▶ **Supplied passage**
########

The configuration can be utilised to implement the Allreduce collective in a manner as herein described.

Each processing node may comprise memory configured to store an array of data items ready to be exchanged in the reduce scatter phase, wherein each data item is respectively positioned in the array with corresponding data items being respectively positioned at corresponding locations in the arrays of other processing nodes. The array may be a "partial" (a vector of partial results) or a "result" (a vector of fully reduced partials).

The processing nodes may each be programmed to transmit data items in a forwards direction to its adjacent processing node in each ring in the reduce- scatter phase. The data items which may be transmitted in each step are termed a "fragment". A fragment is piece of the vector - as described herein, vectors are divided into fragments to make use of logical rings formed in the embedded rings.

Each array may represent at least part of a vector of partial deltas, each partial delta representing an adjustment to a value stored at each processing node. Each processing node may be programmed to generate the vector of partial deltas in a compute step. Each processing node may be programmed to divide its vector into two sub arrays for respective utilisation of the two embedded rings.

For a better understanding of the present invention to show how the same may be carried into effect, reference will now be made by way of example to the accompanying drawings.

Aspects of the present invention have been developed in the context of a multi-tile processor which is designed to act as an accelerator for machine learning workloads. The accelerator comprises a plurality of interconnected processing nodes. Each processing node may be a single multi-tile chip, a package of multiple chips, or a rack of multiple packages. The aim herein is to devise a machine which is highly efficient at deterministic (repeatable) computation. Processing nodes are interconnected in a manner which enable collectives, especially broadcast and Allreduce, to be efficiently implemented.

########

▶ **Given instruction**
In the passage on the Allreduce collective, what name is given to the data items transmitted in each step of the reduce-scatter phase?

########

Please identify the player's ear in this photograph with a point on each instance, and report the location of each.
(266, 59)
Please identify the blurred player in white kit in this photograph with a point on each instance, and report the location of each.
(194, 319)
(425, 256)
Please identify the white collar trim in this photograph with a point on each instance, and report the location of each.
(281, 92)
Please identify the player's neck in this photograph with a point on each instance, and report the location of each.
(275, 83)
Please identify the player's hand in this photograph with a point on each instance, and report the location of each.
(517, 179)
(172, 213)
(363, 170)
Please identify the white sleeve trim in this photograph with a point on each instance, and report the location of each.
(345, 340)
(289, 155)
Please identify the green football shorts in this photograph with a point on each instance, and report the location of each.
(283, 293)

########

▶ **Output for this task**
They are termed a "fragment."